BEGIN Extracted records

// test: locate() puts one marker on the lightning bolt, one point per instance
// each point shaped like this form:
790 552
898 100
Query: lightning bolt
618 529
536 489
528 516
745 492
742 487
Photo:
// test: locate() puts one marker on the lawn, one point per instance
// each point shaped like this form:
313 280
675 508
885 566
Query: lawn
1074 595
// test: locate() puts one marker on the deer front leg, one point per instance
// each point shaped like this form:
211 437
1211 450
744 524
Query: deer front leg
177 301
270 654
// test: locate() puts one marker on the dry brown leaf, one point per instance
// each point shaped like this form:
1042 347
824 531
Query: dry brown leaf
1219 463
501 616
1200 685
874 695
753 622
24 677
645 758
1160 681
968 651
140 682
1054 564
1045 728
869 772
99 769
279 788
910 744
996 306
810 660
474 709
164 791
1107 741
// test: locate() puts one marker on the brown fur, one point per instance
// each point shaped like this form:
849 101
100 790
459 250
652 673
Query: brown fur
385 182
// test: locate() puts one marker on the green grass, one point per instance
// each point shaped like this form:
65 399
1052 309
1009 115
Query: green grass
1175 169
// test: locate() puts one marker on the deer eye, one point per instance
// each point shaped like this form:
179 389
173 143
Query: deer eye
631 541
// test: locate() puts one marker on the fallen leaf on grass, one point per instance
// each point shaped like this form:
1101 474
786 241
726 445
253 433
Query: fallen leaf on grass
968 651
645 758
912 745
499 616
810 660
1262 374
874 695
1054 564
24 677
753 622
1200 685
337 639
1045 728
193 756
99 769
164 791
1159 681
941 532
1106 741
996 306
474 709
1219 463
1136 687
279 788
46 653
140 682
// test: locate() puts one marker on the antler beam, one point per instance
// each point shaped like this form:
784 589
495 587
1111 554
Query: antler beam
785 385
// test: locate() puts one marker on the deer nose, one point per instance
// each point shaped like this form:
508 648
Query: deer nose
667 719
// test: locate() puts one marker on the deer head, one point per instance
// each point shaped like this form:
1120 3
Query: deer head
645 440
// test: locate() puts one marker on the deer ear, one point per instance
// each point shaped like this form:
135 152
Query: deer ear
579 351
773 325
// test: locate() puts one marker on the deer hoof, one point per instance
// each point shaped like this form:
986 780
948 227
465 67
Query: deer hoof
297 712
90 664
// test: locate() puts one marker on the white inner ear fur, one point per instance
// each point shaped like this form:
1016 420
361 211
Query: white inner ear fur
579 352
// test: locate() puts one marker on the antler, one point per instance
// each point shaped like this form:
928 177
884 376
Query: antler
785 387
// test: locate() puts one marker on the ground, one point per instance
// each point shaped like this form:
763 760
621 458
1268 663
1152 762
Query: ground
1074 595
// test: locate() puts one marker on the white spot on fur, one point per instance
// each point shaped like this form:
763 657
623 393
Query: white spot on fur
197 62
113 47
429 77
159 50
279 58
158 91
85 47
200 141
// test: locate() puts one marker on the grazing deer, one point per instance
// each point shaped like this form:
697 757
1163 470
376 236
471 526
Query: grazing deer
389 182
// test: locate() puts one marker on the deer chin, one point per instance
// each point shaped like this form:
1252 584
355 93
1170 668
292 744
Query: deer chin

END Extracted records

From the line with "ear fur, one point per instance" to the last line of the material, give every line again exactly, and only those lines.

**Solution:**
// test: locate() puts one marker on the white inner ear fur, one point per instance
// each point shaped like this form:
1016 420
361 211
Query: white inner ear fur
579 352
// test: locate() puts one marker on the antler, one point per instance
// each point shaped like this form:
928 177
884 376
Query: antler
785 387
// test: locate() puts one marker on the ground, one point per instance
// each point shaped like this form:
763 760
621 458
1268 663
1152 762
Query: ground
1074 595
// test: locate() puts one marker on the white spot on fur, one point per instance
// each point shaped like this form:
763 657
623 393
Query: white spot on fur
197 62
113 47
429 77
159 50
279 58
158 91
85 47
200 141
// test: locate() puts one marker on the grazing deer, one point per instance
// each point shaped like this form:
697 757
1163 470
376 236
471 526
Query: grazing deer
389 182
// test: locate() puts one marker on the deer chin, one point per instance
// each point shaped like this form:
1252 584
355 93
1170 668
292 744
Query: deer chin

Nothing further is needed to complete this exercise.